Training at scale

§1 Data parallelism + ZeRO/FSDP
Data parallelism — replicate the model on N GPUs, give each a different micro-batch, all-reduce gradients at the end — is the simplest scaling strategy. It works until the model itself doesn‘t fit on one GPU. ZeRO (Rajbhandari 2020) extends DP by SHARDING the optimizer state, gradients, and parameters across the DP ranks. FSDP is the PyTorch implementation. Together: a 70B model trains on 8× H100 without tensor parallelism, by carefully partitioning the per-rank memory footprint.
§2 Tensor + pipeline + expert parallelism
Beyond data parallelism, three orthogonal parallelism dimensions: TENSOR parallel (split each matmul across GPUs), PIPELINE parallel (split the model‘s layers into sequential stages), EXPERT parallel (place different MoE experts on different GPUs). At frontier scale, all three combine with DP into a "3D parallelism" grid that maps the model onto thousands of GPUs.

◆ Problems and tasks:
1. Copy the passage on training at scale word for word, starting at "Training at scale" and ending at "per-rank memory footprint.".
2. Write the next part of the passage on training at scale, picking up after its final sentence.

◆ Extracted records:
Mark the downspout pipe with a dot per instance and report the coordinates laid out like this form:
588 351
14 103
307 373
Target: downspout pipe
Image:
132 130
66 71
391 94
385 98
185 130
* * *
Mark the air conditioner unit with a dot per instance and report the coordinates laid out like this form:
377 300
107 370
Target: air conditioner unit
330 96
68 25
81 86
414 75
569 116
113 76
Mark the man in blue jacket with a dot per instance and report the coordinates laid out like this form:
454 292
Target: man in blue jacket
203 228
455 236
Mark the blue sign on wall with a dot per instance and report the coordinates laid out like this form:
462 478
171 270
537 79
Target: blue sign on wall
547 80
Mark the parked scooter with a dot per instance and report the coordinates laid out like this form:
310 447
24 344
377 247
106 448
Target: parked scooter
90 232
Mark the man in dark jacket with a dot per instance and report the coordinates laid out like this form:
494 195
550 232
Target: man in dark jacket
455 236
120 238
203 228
* * *
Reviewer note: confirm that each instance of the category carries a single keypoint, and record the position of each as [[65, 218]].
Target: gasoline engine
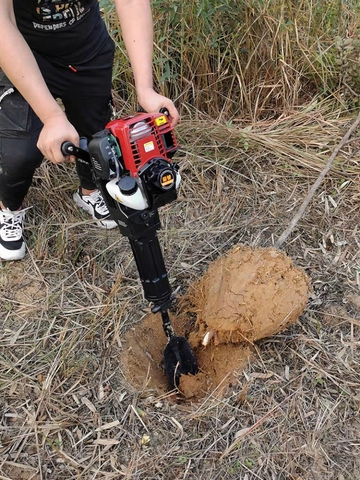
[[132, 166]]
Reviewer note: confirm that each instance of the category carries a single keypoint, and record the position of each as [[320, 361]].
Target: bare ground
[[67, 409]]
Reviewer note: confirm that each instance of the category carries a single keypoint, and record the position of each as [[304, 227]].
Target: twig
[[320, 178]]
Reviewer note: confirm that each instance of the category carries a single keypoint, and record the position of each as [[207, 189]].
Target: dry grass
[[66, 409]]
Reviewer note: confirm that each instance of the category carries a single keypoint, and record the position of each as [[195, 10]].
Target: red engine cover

◆ Activity answers:
1.
Training at scale

§1 Data parallelism + ZeRO/FSDP
Data parallelism — replicate the model on N GPUs, give each a different micro-batch, all-reduce gradients at the end — is the simplest scaling strategy. It works until the model itself doesn‘t fit on one GPU. ZeRO (Rajbhandari 2020) extends DP by SHARDING the optimizer state, gradients, and parameters across the DP ranks. FSDP is the PyTorch implementation. Together: a 70B model trains on 8× H100 without tensor parallelism, by carefully partitioning the per-rank memory footprint.

2.
§3 Context parallelism + the multi-node systems problem
For ultra-long contexts (1M+ tokens), even attention with FlashAttention runs out of memory and compute. Context parallelism (CP) splits the SEQUENCE dimension across GPUs. Ring Attention (Liu 2023) combines this with FlashAttention‘s tile-and-stream pattern to make 1M-token training viable. This section also closes Part V by walking the broader systems-engineering picture of LLM training at scale.